-- Passage for review follows --
Shanghai's actual use of foreign investment expanded 6.1 percent year-on-year to $15.52 billion in the first three quarters of the year, reflecting confidence among foreign investors in the resilience of the Chinese market amid the global economic slowdown caused by the COVID-19 pandemic.

Since the epidemic outbreak this year, the Shanghai government has held three investment promotion conferences for foreign investors, which lead to a total of 174 foreign-funded projects worth $30.3 billion being signed.

Shanghai has been utilizing a new strategy to attract investment since the 13th Five-Year Plan (2016-20) period began, with the service sector becoming the main recipient of foreign capital. Statistics show that the actual use of foreign capital in the service sector accounts for more than 90 percent of the city's total.

The China (Shanghai) Pilot Free Trade Zone (FTZ) has made significant contributions to the development of the city's service sector. Statistics show that as of the end of 2019, more than 3,200 projects were being carried out in the zone as a result of the comprehensive opening-up of its service sector, including a project by consulting firm PwC.

High-end services are also thriving in the Shanghai FTZ, including medical services, value-added telecommunications services and vocational training, which have led to the emergence of a number of leading service sector enterprises in the zone.

Shanghai has also accelerated the development of its higher-level headquarters economy over the past several years. According to figures from the Shanghai Municipal Commission of Commerce, Shanghai is now home to 758 regional headquarters of multinational companies, reflecting the city's increasing economic appeal to foreign investors.
-- Passage for review concluded --
-- The data follows --
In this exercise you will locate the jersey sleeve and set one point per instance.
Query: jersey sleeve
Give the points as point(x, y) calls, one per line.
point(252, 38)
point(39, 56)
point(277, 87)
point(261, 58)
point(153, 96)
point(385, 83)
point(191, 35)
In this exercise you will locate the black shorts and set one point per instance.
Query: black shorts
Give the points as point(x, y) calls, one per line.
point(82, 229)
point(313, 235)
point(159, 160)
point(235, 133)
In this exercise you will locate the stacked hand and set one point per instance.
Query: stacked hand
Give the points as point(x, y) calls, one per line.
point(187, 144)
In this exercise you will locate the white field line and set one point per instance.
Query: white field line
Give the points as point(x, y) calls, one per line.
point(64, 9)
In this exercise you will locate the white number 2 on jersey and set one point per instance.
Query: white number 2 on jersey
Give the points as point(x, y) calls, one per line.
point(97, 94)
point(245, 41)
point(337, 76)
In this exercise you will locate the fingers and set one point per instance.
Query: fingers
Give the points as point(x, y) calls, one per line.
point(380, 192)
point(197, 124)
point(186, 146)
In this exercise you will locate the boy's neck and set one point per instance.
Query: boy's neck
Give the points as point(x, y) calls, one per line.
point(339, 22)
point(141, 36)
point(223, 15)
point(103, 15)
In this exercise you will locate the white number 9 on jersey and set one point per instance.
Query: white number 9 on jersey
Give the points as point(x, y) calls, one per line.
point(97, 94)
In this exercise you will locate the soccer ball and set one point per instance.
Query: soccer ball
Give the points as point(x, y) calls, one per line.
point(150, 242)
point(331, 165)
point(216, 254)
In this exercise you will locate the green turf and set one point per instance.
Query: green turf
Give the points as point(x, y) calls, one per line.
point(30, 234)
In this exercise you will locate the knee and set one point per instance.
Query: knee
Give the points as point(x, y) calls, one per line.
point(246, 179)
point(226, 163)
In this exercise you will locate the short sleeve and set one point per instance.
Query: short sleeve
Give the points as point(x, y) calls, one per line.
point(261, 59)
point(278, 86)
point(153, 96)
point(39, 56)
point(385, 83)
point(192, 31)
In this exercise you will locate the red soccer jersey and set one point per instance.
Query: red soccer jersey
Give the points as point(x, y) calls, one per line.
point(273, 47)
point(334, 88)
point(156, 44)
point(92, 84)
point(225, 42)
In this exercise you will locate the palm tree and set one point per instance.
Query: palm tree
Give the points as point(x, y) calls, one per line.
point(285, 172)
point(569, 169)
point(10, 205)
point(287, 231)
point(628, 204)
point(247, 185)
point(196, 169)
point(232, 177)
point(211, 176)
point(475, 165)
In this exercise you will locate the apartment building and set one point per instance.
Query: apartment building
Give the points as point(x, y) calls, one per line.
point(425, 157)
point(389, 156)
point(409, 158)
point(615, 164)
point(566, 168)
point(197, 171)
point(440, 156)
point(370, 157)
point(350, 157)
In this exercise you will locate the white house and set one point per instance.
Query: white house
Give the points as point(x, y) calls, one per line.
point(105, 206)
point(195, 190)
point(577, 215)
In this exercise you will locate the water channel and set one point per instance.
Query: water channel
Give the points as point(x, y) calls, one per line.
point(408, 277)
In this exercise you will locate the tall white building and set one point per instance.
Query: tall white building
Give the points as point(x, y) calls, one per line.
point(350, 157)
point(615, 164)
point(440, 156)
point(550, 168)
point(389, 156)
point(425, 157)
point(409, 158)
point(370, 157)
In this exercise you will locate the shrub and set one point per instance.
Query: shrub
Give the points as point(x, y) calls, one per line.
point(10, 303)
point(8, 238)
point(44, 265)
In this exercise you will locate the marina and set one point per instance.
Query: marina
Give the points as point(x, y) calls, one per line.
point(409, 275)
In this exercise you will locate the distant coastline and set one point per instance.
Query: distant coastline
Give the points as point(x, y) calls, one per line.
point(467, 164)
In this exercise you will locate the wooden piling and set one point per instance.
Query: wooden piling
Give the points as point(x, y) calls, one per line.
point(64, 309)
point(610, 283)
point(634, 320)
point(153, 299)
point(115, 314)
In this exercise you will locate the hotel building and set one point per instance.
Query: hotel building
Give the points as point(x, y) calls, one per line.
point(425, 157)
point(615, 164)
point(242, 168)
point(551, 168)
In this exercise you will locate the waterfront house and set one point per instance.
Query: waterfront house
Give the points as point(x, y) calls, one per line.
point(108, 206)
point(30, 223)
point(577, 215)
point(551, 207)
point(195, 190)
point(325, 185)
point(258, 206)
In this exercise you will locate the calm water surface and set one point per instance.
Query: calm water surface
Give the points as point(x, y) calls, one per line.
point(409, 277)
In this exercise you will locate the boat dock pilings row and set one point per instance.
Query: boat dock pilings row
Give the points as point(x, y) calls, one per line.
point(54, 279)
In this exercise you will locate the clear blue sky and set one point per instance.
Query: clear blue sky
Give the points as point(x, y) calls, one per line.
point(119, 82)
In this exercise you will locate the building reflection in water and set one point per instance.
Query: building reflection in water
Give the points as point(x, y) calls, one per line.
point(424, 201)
-- The data concluded --
__Exercise description__. Continue the report on foreign investment in Shanghai, starting after its last sentence.

__Response to this task__.
"Supply and logistics chains have been more severely impacted by the ongoing COVID-19 pandemic, but we are optimistic about the prospects of China's economic development," said Sugioka Masahiro, CEO of Yusen Logistics (China).

He added that Yusen Logistics plans to set up its regional headquarters in Shanghai, which will help integrate the group's resources and enhance its management quality.

After the outbreak of the COVID-19 pandemic earlier this year, the government rolled out a series of supportive measures to stabilize foreign capital and help businesses engaged in foreign trade cope with economic uncertainties.

The measures were introduced as a way to further the country's efforts to open up, step up investment promotion, make business opportunities more accessible to foreign investors, and better protect the legal rights of foreign investors, according to the municipal government.